Task A:
Answer these questions about the AI risk post:
(i) In the burning house example, what action does the genie happen upon?
(ii) According to the post, what does the transformer base its ideas for possible actions on?
(iii) Which two societies does the post say no sane person would rather live in?
Task B: Repeat the part of the AI risk post between "Bostrom and Yud" and "any other option.", inclusive.

Page extract:
◇ ◇ ◇ ◇

Bostrom and Yud worried about things like the burning house and genie problem: your grandmother is trapped in your house, which is burning, and you make a wish to the genie to remove your grandmother from the burning house as quickly as possible. The genie is not evil per se, but it is just very literal. Being the GOFAI-derived AIXI universal inference agent that they were imagining, it does a Solomonoff induction over all possible actions (<-- hidden multiplication by infinity here!) to see which one meets the goals as stated, and happens upon exploding the gas main, which throws (parts of) your grandmother further from the center of the house faster than any other option.

Transformer architecture reinforcement-trained AGI is not an AIXI agent with infinite compute capabilities. The transformer ideates possible actions based on its training data. It is capable of creative recombination of ideas just like people, but if you didn't train it on blowing up grandmothers or anything like that, it won't offer that as a suggestion.

As for instrumental goals, it's not wrong per se. Their argument just makes an implicit assumption about zero-trust societies which unwarranted and is what leads to the repugnant outcomes. Instrumental goals, after all, apply to human beings too. If someone is scared about their own personal safety, they buy a bunch of guns and live in a cabin out in the hills, threatening to shoot anyone who steps on their property. These people exist. But in modern society they are the exception. We have a social contract in place which works well for most people: we allow the state some limited control over our lives, with an expectation that our basic rights to existence and self-determination will be respected. Yes the cops could break down your door at any moment and murder you in your sleep, and it is outrageous that this does occasionally happen. But a world of no laws and no legal protections is worse, and no sane person would rather live in the society shown in The Purge or Mad Max instead.

◇ ◇ ◇ ◇

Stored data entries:
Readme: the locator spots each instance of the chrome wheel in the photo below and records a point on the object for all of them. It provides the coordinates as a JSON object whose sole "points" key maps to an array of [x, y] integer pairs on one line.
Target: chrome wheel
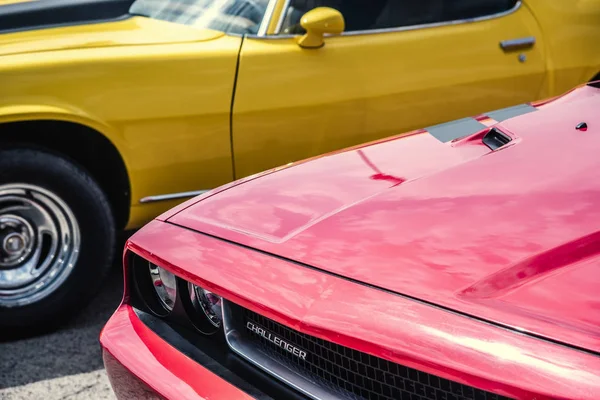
{"points": [[39, 243]]}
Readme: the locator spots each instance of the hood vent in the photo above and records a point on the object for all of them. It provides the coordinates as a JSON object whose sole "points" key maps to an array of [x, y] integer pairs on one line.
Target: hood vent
{"points": [[495, 139]]}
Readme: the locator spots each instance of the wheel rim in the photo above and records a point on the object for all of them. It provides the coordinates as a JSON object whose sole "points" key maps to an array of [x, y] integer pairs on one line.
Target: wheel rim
{"points": [[39, 243]]}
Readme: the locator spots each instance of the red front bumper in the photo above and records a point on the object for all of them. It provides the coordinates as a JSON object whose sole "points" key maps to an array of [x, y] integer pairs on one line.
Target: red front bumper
{"points": [[140, 365]]}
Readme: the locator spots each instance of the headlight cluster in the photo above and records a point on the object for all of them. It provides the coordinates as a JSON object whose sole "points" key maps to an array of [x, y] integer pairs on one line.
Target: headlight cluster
{"points": [[169, 296]]}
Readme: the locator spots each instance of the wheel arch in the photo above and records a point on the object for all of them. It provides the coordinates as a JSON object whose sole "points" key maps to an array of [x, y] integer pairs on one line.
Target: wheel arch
{"points": [[81, 142]]}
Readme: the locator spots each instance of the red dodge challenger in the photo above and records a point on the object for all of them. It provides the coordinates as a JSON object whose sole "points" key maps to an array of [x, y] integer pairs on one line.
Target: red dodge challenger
{"points": [[461, 261]]}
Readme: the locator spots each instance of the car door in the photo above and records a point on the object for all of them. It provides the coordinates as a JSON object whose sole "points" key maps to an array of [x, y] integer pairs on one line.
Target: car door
{"points": [[400, 65]]}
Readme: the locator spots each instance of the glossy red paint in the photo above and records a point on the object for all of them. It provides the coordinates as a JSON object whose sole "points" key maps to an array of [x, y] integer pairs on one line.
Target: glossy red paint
{"points": [[141, 365], [477, 266], [510, 236], [377, 322]]}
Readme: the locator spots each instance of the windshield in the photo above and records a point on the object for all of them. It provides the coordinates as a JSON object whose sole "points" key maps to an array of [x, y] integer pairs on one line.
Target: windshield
{"points": [[231, 16]]}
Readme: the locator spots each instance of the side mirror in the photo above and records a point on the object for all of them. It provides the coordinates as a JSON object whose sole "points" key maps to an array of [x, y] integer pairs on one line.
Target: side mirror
{"points": [[318, 22]]}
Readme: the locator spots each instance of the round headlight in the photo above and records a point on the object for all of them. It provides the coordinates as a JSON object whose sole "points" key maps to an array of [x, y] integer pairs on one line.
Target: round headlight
{"points": [[165, 286], [207, 303]]}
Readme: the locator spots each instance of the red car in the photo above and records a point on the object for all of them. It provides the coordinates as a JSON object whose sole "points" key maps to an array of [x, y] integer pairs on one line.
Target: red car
{"points": [[461, 261]]}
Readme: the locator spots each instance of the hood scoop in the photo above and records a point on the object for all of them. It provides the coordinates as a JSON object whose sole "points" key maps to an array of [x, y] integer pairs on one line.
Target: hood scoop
{"points": [[495, 139], [52, 13]]}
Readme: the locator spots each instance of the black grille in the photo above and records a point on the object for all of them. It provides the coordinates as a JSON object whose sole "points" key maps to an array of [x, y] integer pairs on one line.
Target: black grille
{"points": [[355, 375]]}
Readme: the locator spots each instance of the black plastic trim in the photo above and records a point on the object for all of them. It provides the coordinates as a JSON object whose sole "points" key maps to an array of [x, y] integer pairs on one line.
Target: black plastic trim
{"points": [[496, 139], [54, 13], [216, 356]]}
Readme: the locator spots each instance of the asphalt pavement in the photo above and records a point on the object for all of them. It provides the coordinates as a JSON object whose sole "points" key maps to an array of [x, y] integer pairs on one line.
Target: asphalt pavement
{"points": [[65, 364]]}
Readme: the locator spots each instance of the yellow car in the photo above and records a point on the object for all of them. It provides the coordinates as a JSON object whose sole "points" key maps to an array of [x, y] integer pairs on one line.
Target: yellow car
{"points": [[112, 111]]}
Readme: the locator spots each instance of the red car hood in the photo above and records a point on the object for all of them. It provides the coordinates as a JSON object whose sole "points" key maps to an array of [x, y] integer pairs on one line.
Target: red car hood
{"points": [[510, 236]]}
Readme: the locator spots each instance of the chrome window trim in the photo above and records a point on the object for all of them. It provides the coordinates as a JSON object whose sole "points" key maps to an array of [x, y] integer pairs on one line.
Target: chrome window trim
{"points": [[267, 364], [407, 28], [171, 196], [264, 25]]}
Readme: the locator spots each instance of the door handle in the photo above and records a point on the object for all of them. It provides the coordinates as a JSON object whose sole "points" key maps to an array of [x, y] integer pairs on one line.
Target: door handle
{"points": [[517, 44]]}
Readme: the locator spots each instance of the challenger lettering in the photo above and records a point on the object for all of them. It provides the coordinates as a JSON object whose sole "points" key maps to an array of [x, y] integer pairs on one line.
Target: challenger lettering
{"points": [[277, 341]]}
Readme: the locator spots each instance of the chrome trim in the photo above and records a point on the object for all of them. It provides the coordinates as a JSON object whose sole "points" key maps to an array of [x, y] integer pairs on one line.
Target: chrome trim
{"points": [[238, 345], [415, 27], [264, 25], [517, 44], [171, 196], [286, 5]]}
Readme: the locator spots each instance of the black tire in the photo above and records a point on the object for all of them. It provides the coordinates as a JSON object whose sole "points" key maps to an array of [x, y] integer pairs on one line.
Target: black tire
{"points": [[92, 212]]}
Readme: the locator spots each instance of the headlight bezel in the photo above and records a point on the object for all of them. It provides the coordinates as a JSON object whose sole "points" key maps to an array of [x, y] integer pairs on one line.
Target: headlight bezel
{"points": [[185, 308]]}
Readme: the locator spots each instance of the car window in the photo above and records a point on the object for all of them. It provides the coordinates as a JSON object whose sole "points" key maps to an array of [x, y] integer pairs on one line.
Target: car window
{"points": [[231, 16], [381, 14]]}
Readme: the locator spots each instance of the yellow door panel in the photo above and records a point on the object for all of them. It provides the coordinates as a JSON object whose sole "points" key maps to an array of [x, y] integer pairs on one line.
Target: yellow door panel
{"points": [[572, 33], [292, 103]]}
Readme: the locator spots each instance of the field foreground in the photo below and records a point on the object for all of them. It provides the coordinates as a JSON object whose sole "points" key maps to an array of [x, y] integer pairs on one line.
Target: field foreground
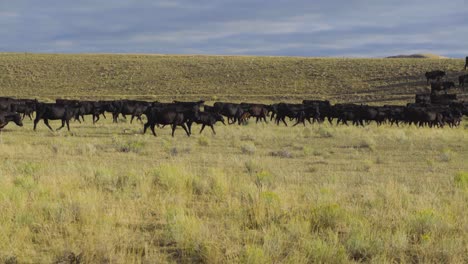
{"points": [[259, 193]]}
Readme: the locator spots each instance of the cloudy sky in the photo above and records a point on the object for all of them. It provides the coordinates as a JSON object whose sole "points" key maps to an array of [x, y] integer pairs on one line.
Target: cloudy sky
{"points": [[355, 28]]}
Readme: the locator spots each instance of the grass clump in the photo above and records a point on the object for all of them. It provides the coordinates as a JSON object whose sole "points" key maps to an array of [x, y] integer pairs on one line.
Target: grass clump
{"points": [[248, 149], [254, 255], [203, 141], [126, 146], [172, 178], [329, 216], [461, 179]]}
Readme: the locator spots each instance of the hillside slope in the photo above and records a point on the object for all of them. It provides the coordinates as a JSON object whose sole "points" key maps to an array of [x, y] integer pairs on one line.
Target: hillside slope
{"points": [[47, 76]]}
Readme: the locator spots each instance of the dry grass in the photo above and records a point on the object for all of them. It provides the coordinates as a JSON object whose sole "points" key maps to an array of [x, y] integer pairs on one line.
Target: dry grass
{"points": [[217, 77], [374, 194], [252, 194]]}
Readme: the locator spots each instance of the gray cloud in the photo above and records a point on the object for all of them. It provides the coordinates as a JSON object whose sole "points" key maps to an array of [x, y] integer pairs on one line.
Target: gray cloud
{"points": [[362, 28]]}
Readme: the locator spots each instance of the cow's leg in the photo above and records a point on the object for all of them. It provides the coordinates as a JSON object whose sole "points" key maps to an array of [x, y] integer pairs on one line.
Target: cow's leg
{"points": [[173, 129], [46, 121], [35, 123], [186, 129], [189, 126], [63, 124]]}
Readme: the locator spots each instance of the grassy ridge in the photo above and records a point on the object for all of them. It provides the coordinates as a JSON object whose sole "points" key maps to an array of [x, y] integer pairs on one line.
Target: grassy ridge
{"points": [[216, 77]]}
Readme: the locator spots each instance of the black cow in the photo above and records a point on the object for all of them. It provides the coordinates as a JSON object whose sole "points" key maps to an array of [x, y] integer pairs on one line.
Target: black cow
{"points": [[161, 116], [55, 112], [461, 80], [100, 108], [6, 104], [434, 75], [441, 86], [259, 111], [25, 107], [208, 119], [423, 98], [6, 117], [293, 111], [232, 111]]}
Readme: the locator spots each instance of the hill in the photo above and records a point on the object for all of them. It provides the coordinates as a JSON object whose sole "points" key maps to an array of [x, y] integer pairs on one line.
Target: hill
{"points": [[418, 56], [165, 77]]}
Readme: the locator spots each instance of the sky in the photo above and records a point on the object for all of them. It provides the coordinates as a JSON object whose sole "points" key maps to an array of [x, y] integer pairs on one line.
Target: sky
{"points": [[332, 28]]}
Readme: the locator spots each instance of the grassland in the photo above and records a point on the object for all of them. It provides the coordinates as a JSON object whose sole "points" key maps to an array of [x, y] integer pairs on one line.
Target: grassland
{"points": [[217, 77], [251, 194]]}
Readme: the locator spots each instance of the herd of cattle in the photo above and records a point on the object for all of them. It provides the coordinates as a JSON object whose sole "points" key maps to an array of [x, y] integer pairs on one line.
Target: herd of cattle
{"points": [[429, 110], [434, 110]]}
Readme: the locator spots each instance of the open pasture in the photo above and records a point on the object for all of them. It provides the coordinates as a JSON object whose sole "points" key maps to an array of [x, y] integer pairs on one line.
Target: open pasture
{"points": [[255, 193]]}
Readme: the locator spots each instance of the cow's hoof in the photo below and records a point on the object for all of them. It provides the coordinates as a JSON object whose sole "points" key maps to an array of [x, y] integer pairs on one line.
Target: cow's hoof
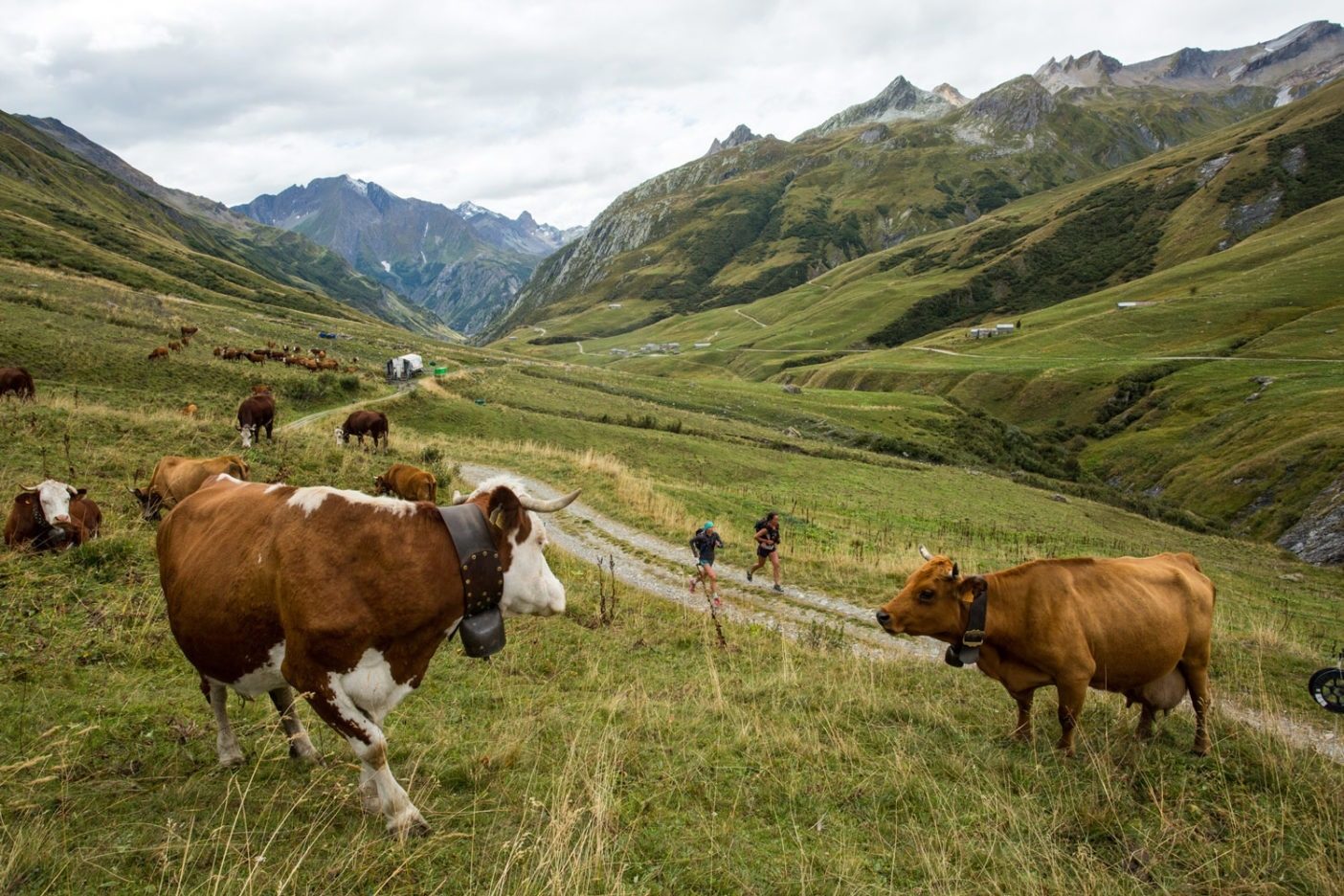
{"points": [[304, 753], [369, 799], [409, 823]]}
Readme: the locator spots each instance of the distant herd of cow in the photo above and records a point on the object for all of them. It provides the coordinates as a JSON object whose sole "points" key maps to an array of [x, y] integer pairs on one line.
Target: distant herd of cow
{"points": [[313, 360], [347, 596]]}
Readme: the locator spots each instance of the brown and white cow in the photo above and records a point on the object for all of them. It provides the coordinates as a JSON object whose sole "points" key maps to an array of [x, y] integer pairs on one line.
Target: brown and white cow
{"points": [[1138, 626], [342, 595], [256, 413], [17, 382], [52, 516], [362, 423], [409, 482], [176, 477]]}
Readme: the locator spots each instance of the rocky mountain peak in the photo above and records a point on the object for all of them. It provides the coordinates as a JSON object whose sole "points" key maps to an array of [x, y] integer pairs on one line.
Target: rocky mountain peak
{"points": [[897, 101], [949, 93], [1093, 69], [741, 135]]}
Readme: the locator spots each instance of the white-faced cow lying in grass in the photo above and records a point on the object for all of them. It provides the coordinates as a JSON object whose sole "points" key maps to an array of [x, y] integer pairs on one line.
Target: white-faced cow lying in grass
{"points": [[1138, 626], [342, 595]]}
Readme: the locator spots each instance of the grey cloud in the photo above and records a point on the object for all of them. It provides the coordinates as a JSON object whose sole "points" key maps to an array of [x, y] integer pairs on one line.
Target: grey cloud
{"points": [[551, 107]]}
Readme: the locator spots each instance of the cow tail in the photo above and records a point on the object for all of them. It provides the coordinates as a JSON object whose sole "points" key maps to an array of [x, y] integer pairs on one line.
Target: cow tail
{"points": [[1190, 559]]}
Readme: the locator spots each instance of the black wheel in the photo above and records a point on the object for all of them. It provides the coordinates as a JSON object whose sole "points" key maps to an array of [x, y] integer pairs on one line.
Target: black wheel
{"points": [[1327, 688]]}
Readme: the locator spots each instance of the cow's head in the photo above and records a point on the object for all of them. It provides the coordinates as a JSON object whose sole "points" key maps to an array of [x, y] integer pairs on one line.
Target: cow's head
{"points": [[934, 600], [149, 503], [529, 587], [53, 500]]}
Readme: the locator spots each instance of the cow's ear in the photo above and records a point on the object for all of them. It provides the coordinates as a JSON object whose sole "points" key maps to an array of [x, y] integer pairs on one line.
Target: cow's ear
{"points": [[972, 587], [504, 509]]}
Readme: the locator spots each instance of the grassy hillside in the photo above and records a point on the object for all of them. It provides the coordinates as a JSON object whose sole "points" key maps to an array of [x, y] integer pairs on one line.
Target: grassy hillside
{"points": [[60, 212], [758, 219], [1143, 405], [628, 758]]}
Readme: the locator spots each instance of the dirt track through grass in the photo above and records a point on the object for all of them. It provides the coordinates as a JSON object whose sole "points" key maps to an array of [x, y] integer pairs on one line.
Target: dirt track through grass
{"points": [[655, 566]]}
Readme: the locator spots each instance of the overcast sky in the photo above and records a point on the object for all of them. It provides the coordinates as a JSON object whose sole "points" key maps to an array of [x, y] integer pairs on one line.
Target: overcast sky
{"points": [[554, 107]]}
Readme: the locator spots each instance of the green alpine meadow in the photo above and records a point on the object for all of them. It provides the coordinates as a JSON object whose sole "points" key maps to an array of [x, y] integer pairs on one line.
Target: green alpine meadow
{"points": [[1090, 312]]}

◇ ◇ ◇ ◇

Final answer A:
(i) Exploding the gas main.
(ii) Its training data.
(iii) The society shown in The Purge or Mad Max.

Final answer B:
Bostrom and Yud worried about things like the burning house and genie problem: your grandmother is trapped in your house, which is burning, and you make a wish to the genie to remove your grandmother from the burning house as quickly as possible. The genie is not evil per se, but it is just very literal. Being the GOFAI-derived AIXI universal inference agent that they were imagining, it does a Solomonoff induction over all possible actions (<-- hidden multiplication by infinity here!) to see which one meets the goals as stated, and happens upon exploding the gas main, which throws (parts of) your grandmother further from the center of the house faster than any other option.